AUFGABENSTELLUNG:
Auf welcher Höhe liegt laut dem Lesetext über die Fahrt nach Coroico der höchste Punkt der Strecke?

LESETEXT:
◆ ◆ ◆ ◆ ◆ ◆ ◆

Das Sammeltaxi quält sich weiter und weiter bergauf. Vorbeiziehende Nebelschwaden versperren immer wieder den Blick auf die umliegenden, schneebedeckten Bergketten. Wenn sich der Nebel lichtet, ist das Panorama spektakulär. In der Hauptstadt, La Paz, auf 3600 Metern haben die Sonnenstrahlen noch erahnen lassen, welche Kraft sie zur Mittagszeit entfalten werden. Auf dem La-Cumbre-Pass sorgen der Nebel und die schwarzen Felsen für eine gespenstische Atmosphäre. Die dünne Morgenluft ist erfrischend, fast beißend kalt. Der höchste Punkt der Strecke liegt auf 4670 Metern. Dann geht es bergab. Mit jedem Kilometer wird es wärmer. Die Sonne hat sich längst durchgesetzt, die Luftfeuchtigkeit steigt. Die Vegetation wird üppiger und dichter. Links geht es steil die grüne Böschung hinauf, rechts fast senkrecht hinunter. Aus mindestens einem Handy im Minivan, in den die Mitfahrenden wie Sardinen in eine Dose hineingequetscht werden, schallt US-amerikanische Rapmusik. Nach etwa 80 Kilometern und der Durchquerung fast aller Klimazonen Boliviens erreicht das Sammeltaxi Coroico in den Yungas.

◆ ◆ ◆ ◆ ◆ ◆ ◆

DATENAUSZUG:
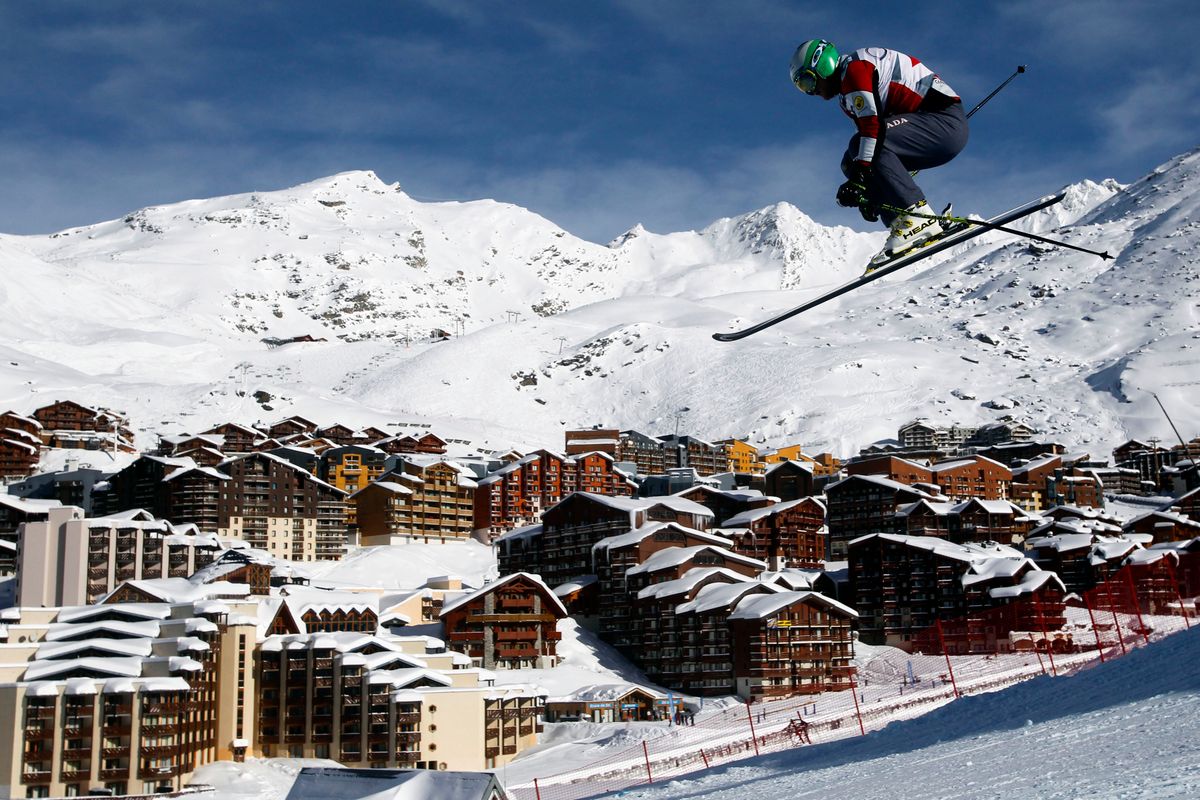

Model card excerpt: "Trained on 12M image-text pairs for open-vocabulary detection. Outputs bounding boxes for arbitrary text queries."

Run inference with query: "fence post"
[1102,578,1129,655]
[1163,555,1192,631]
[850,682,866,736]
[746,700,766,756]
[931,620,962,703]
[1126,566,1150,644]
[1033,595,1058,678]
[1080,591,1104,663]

◆ ◆ ◆ ◆ ◆ ◆ ◆

LÖSUNG:
Auf 4670 Metern.